**** SUPPLIED DATA

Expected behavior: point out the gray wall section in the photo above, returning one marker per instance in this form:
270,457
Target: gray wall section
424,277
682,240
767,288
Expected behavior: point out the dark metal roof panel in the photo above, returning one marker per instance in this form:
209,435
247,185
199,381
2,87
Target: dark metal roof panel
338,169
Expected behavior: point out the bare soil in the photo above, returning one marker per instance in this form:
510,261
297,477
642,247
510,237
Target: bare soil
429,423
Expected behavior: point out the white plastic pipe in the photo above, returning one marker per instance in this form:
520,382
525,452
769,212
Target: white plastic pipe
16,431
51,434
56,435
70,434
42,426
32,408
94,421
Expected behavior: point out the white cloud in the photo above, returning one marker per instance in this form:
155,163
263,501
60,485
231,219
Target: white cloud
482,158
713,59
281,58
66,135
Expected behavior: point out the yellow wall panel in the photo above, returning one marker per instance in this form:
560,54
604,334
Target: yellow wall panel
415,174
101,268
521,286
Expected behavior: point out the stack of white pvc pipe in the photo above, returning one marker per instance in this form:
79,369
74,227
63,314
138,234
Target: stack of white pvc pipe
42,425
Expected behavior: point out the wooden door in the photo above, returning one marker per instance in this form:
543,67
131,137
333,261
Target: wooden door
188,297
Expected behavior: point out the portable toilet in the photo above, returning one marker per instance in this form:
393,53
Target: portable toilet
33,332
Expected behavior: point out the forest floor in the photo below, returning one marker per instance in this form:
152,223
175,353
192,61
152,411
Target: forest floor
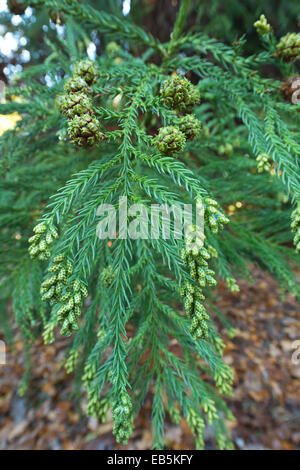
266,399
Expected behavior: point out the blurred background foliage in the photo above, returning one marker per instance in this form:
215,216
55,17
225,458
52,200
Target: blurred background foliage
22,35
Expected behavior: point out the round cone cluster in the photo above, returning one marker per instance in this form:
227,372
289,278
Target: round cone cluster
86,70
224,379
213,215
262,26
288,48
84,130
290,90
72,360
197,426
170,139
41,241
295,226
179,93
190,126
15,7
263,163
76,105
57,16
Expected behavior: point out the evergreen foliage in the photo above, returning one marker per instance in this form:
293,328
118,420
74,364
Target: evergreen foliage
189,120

********
**** SUPPLIED DATA

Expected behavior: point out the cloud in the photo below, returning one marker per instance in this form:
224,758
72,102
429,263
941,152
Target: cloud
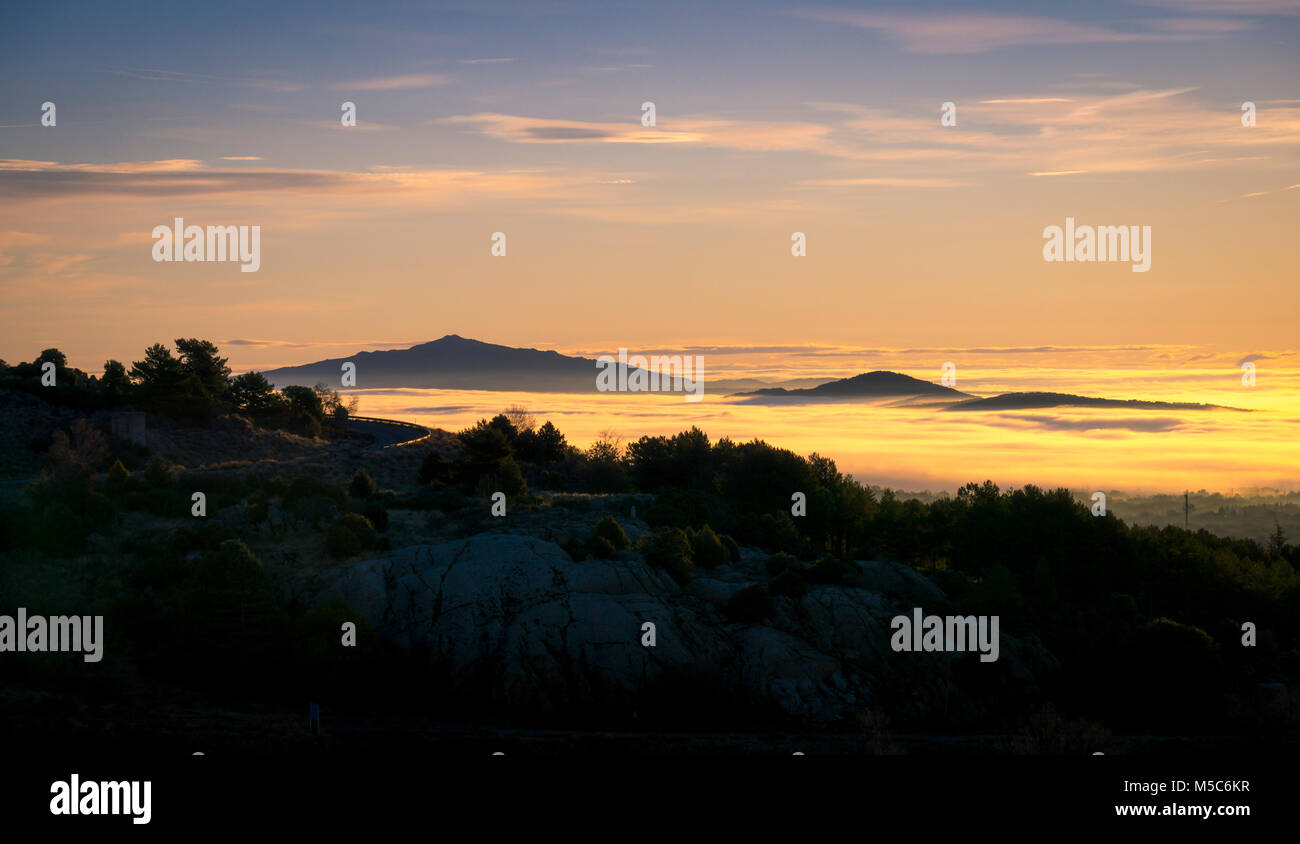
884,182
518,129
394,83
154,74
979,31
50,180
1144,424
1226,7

********

PROBLEM STATEMENT: Select and copy every line in the records above that contains the word "stack". Case counts.

ANSWER BELOW:
Expected behavior: point out the stack of white pvc pipe in the photo above, returning one marker per instance in this form:
Target: stack of white pvc pipe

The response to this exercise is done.